◆ **Excerpt provided**
----

First Person

EcoSystemic Policy

Climate change affects everyone, even if it doesn't feel like it.

Over the past 15 years, I've driven through a handful of dust storms that made me feel, even just momentarily, that I wouldn't find a safe way out of the darkness and stinging grit. Even inside the vehicle, it was hard not to hold my breath.


Driving through Colorado's Paradox Valley almost three years ago, I tried to see through a windshield splattered with dollops of brownish-red mud. (Dust had turned falling raindrops to mud.) Dust storms were a regular occurrence in western Colorado that spring, and the snows atop the West Elk Mountains were tinged red. When the snow melted, the rivers ran red, too. Grit was everywhere; dusting the furniture seemed more futile than usual. The sand, the mud: It all seemed inconvenient, unattractive.


During more than a decade working as manager of the Navajo Nation Water Management Branch, John Leeper saw his share of dust storms. And on the reservation, the storms are much more than inconvenient.


Average global temperatures are rising—2 degrees Fahrenheit within the past 50 years—and temperatures have risen even higher on the Navajo Nation, which spreads across 17 million acres in the Four Corners. According to the US Geological Survey, average temperatures in Chinle, Ariz. are about 4 degrees warmer than they were in the 1960s. Together with drought, rising temperatures have conspired to kill the native vegetation holding the soil in place. That has created large unstable dune fields on the reservation, a phenomenon that the USGS' Margaret Hiza Redsteer has been studying for the past decade.

----

◆ **Input data**
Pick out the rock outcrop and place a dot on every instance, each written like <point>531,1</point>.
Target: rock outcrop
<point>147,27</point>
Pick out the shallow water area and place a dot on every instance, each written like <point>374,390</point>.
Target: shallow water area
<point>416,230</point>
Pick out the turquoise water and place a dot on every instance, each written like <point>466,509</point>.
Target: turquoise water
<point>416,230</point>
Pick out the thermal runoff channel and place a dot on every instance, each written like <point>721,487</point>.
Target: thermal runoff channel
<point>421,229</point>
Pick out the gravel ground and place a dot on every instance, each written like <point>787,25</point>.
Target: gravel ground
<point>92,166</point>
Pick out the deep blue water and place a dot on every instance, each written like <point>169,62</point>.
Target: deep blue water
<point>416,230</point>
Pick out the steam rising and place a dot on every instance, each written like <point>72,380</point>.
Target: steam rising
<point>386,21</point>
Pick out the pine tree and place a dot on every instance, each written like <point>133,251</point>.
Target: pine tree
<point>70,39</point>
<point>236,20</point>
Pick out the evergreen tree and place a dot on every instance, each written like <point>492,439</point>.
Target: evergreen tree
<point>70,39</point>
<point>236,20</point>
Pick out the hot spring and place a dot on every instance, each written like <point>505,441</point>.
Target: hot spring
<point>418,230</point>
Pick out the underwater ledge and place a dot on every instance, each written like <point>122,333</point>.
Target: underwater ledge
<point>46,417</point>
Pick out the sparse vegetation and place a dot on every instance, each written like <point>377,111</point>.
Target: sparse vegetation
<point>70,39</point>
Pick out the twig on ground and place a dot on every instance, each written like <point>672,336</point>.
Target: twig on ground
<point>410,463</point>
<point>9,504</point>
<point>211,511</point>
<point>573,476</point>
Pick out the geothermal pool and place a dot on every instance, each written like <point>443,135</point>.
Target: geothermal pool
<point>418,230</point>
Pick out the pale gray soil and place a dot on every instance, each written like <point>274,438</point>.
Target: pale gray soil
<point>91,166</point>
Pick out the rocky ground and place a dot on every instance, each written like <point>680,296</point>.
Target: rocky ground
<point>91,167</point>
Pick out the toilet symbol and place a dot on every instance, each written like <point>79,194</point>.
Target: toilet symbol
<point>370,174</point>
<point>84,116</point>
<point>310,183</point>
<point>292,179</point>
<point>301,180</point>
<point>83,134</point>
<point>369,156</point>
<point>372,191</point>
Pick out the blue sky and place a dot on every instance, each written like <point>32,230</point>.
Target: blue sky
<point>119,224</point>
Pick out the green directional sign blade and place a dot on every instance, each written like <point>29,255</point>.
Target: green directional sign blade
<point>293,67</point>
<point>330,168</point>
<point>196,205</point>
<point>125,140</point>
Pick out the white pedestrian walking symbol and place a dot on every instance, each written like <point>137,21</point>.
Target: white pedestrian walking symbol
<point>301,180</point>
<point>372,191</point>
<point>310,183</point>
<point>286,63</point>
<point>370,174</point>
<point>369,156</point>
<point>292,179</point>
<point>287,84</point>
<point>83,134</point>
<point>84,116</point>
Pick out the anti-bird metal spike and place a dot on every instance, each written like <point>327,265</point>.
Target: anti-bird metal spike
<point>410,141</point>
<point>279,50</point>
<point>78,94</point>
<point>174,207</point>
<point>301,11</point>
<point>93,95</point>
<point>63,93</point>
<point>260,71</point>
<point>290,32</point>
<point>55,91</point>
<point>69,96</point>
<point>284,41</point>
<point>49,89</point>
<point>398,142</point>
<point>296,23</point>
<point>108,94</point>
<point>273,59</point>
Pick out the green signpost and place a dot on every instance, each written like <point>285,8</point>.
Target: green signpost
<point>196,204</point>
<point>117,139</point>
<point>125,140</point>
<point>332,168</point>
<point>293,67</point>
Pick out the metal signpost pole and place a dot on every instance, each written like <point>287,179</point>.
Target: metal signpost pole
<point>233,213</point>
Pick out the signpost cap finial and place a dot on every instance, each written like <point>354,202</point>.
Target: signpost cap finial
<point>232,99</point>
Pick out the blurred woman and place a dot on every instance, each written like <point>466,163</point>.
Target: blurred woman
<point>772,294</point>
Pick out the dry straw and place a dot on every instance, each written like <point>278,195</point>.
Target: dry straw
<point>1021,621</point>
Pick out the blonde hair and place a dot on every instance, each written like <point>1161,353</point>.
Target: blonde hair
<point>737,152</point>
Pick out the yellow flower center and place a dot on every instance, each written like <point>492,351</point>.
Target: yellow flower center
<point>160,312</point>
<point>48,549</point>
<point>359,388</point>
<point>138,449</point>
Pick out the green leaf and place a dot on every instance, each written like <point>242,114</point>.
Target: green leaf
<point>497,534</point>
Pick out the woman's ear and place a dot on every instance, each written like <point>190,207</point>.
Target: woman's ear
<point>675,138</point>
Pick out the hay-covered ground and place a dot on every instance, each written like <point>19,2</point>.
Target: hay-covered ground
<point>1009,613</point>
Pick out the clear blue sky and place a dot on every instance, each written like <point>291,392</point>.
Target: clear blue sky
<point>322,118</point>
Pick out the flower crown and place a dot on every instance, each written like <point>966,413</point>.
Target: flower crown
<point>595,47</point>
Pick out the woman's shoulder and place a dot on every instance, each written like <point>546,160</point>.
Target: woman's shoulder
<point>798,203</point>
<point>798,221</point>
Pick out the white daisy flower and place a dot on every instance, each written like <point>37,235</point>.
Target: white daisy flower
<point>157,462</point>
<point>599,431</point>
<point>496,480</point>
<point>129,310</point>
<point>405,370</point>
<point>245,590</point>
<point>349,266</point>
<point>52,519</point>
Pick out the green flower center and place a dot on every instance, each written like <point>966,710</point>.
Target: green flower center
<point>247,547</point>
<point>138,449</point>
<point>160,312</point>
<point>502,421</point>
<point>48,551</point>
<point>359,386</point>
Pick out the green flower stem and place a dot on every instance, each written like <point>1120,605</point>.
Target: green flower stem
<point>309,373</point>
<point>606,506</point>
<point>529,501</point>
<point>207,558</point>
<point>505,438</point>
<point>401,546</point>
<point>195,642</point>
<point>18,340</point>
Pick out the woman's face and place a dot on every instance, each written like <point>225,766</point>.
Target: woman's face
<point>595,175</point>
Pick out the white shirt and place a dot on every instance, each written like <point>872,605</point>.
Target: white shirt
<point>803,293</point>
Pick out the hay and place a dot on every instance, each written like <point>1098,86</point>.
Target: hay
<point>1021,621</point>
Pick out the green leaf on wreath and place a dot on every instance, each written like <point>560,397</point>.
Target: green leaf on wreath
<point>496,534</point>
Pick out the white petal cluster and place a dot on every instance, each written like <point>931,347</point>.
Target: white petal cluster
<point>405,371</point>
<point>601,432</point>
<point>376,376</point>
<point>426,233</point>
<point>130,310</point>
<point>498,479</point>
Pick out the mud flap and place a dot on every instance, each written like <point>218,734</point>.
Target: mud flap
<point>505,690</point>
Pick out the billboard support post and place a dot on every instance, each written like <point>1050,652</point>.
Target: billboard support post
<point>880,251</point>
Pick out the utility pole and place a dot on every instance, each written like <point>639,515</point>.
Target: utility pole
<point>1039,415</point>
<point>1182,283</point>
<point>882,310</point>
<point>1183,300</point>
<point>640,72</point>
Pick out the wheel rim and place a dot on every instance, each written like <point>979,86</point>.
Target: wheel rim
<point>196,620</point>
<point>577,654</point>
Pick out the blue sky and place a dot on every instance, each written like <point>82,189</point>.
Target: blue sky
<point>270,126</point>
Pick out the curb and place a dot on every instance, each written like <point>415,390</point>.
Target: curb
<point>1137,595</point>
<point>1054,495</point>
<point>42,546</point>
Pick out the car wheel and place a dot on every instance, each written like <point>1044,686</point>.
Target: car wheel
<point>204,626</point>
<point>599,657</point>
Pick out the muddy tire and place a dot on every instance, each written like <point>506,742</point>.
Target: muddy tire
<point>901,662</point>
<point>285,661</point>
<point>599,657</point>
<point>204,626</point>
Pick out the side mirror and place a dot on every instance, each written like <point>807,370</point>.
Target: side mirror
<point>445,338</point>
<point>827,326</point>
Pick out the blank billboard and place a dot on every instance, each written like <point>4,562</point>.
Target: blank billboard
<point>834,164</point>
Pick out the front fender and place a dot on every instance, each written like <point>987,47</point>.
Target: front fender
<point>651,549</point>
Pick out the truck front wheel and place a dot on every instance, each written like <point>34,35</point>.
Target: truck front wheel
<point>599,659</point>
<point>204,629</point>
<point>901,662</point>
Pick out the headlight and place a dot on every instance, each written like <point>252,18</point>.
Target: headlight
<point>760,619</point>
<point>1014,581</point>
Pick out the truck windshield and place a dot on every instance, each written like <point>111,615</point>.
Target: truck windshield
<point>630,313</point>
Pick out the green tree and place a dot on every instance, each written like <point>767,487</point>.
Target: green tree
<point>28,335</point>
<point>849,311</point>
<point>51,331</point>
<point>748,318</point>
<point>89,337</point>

----

◆ **Directive 1**
Shift the entries, starting at the line that contains "Pick out the headlight" and continuing through the last line of the entries. Copy those lines with their requests unchanged, and add 44 to every coordinate in the answers.
◆ **Directive 2**
Write the next part of the essay on climate change and dust storms on the Navajo Nation, picking up where it stops.

◆ **Answer 1**
Pick out the headlight and place a dot on every instance, each written like <point>252,18</point>.
Target: headlight
<point>804,663</point>
<point>1058,625</point>
Pick out the truck windshield and place a dot on every instance, each written like <point>111,615</point>.
Target: truck windshield
<point>674,357</point>
Pick out the green tree and place a dot on every instance, each written like <point>767,487</point>.
Target: green tree
<point>72,379</point>
<point>893,355</point>
<point>95,375</point>
<point>792,362</point>
<point>133,381</point>

◆ **Answer 2**
Larger dune fields mean bigger dust storms. "People have had to move from their homes because they cannot access their homesites anymore," Leeper says. "They don't have the heavy equipment to get to their homes." Some communities, such as Dilkon, Ariz., have been hit particularly hard, but the problem is widespread across the reservation.


Dust storms are nothing new, but they have become chronic, Leeper says. That's a serious problem—and not only for the Diné.


When storms rip topsoil from the Four Corners and deposit it on Colorado's mountaintops, the sand absorbs sunlight and accelerates snowmelt. Earlier snowmelt affects downstream irrigators, as well as the water systems and users that must compensate for the lack of snowmelt in rivers during the growing season.


Flashing a map, Leeper points out that the Navajo Nation is in the center of the Colorado River Basin, from which Santa Fe gets a portion of its water supply. Dust from the reservation also reaches the Santa Fe Basin itself. "We need to think about the connections," Leeper says. "People in Dilkon and Santa Fe have more in common than they think they do."


In recent years, the city of Santa Fe has cut its water consumption and continues to explore even more conservation strategies, ranging from ecosystem protection to wastewater reuse. Now, the city needs to look even beyond its own watershed.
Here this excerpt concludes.